=== EXERCISE BRIEF ===
Copy the records below word for word, leaving out the pictures.

(Extracted records)
——

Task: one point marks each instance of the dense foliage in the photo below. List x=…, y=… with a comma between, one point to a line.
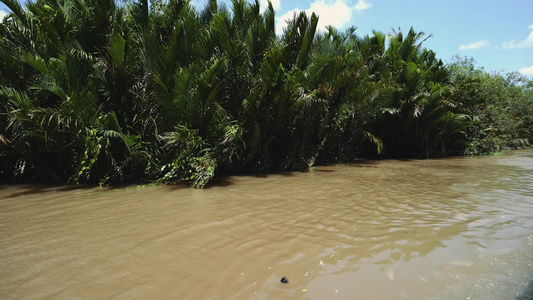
x=111, y=91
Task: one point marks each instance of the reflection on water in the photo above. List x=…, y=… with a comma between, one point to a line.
x=453, y=228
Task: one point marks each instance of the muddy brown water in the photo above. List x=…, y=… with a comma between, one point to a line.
x=457, y=228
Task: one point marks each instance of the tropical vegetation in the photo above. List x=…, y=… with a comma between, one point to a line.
x=108, y=91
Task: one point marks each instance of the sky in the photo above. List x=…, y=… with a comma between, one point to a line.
x=498, y=34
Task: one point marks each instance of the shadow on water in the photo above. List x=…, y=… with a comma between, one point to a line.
x=527, y=294
x=26, y=190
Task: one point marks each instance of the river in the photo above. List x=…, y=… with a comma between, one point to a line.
x=454, y=228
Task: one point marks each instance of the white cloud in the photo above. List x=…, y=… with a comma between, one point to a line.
x=264, y=4
x=474, y=45
x=2, y=15
x=526, y=70
x=362, y=5
x=336, y=13
x=527, y=43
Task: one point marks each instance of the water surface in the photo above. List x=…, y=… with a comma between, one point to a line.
x=453, y=228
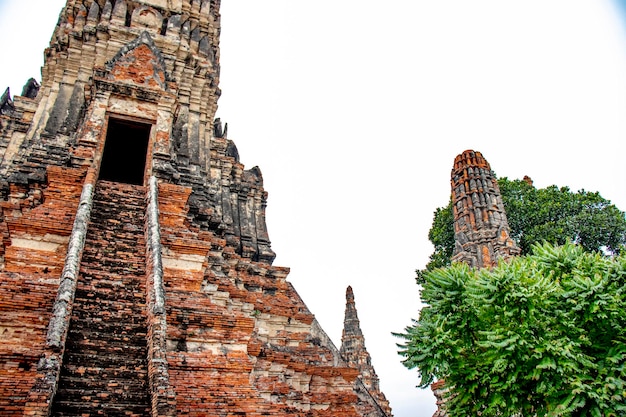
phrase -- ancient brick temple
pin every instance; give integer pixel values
(136, 271)
(481, 230)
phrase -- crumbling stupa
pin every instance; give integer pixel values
(481, 230)
(136, 271)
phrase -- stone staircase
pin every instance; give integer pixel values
(105, 363)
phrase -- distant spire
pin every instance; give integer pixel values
(354, 353)
(481, 230)
(353, 348)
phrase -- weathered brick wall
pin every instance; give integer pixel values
(233, 336)
(481, 230)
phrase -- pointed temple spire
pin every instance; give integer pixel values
(353, 351)
(481, 230)
(135, 259)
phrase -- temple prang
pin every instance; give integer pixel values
(481, 230)
(136, 272)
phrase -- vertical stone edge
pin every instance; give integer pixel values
(162, 395)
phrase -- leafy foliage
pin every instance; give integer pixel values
(542, 335)
(552, 214)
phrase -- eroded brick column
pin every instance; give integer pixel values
(481, 230)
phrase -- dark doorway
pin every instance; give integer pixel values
(125, 150)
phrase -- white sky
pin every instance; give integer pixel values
(354, 110)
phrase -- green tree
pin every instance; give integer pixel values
(541, 335)
(552, 214)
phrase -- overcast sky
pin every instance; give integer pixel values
(355, 110)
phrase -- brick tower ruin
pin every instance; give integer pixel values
(353, 351)
(136, 271)
(481, 230)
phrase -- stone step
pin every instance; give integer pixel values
(120, 359)
(104, 369)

——

=== COMPLETED EXERCISE ===
Task: one point marks each instance of the dense foliage in the photo below. List x=…, y=… with a comma between, one point to a line.
x=111, y=91
Task: one point marks each instance of the reflection on water in the photo above. List x=…, y=… with a comma between, one point to a line.
x=453, y=228
Task: one point marks each instance of the muddy brown water in the photo above. List x=…, y=… with a comma between, one point to a line.
x=457, y=228
Task: one point marks each instance of the tropical vegetation in the photo above. List x=…, y=… with a comma between, one point to a line.
x=108, y=91
Task: one point marks each instance of the sky in the photo above. List x=…, y=… with a comma between, one point to a line.
x=498, y=34
Task: one point marks each instance of the shadow on water in the photo above. List x=…, y=… with a comma between, one point to a line.
x=527, y=294
x=26, y=190
Task: one point marks each instance of the river in the photo above. List x=…, y=… with a comma between, one point to a line.
x=454, y=228
Task: one point marks each instance of the white cloud in the photo above. List x=…, y=… with a comma between, one point to a line.
x=264, y=4
x=474, y=45
x=2, y=15
x=526, y=70
x=362, y=5
x=336, y=13
x=527, y=43
Task: one point marks each instance of the water surface in the photo above. List x=…, y=… with a comma between, one point to a line.
x=453, y=228
phrase -- ancient brick temple
pin every instance; give integer pixel values
(136, 271)
(481, 230)
phrase -- crumbling stupa
pin every instance; give integer pixel values
(481, 230)
(136, 271)
phrase -- stone staircase
pin every instance; give integer pixel values
(105, 363)
phrase -- distant spire
pin every instance; give integer pixel values
(354, 353)
(481, 230)
(353, 348)
phrase -- weathered brick wall
pin every instance; give integer pixel values
(233, 336)
(481, 230)
phrase -- pointed temple spire
pin every instance; give integer pixel values
(353, 351)
(481, 230)
(135, 259)
phrase -- temple prang
pin every instance; give integer pixel values
(481, 230)
(136, 272)
phrase -- vertical stone edge
pin every instance; give integer pixel values
(162, 395)
phrase -- leafy foliage
pin every instance; give integer pixel values
(542, 335)
(552, 214)
phrase -- eroded brick column
pin every instance; give integer pixel values
(481, 230)
phrase -- dark doorway
pin every instance; give integer pixel values
(125, 150)
phrase -- white sky
pin every instance; give integer pixel values
(354, 110)
phrase -- green tree
pin every instance; give integer pixel values
(541, 335)
(552, 214)
phrase -- overcast sky
pin every instance; give integer pixel values
(355, 110)
phrase -- brick tower ruin
pin every instance; give integer pixel values
(353, 351)
(136, 271)
(481, 230)
phrase -- stone step
pin every instance; give integer pixel values
(120, 359)
(104, 369)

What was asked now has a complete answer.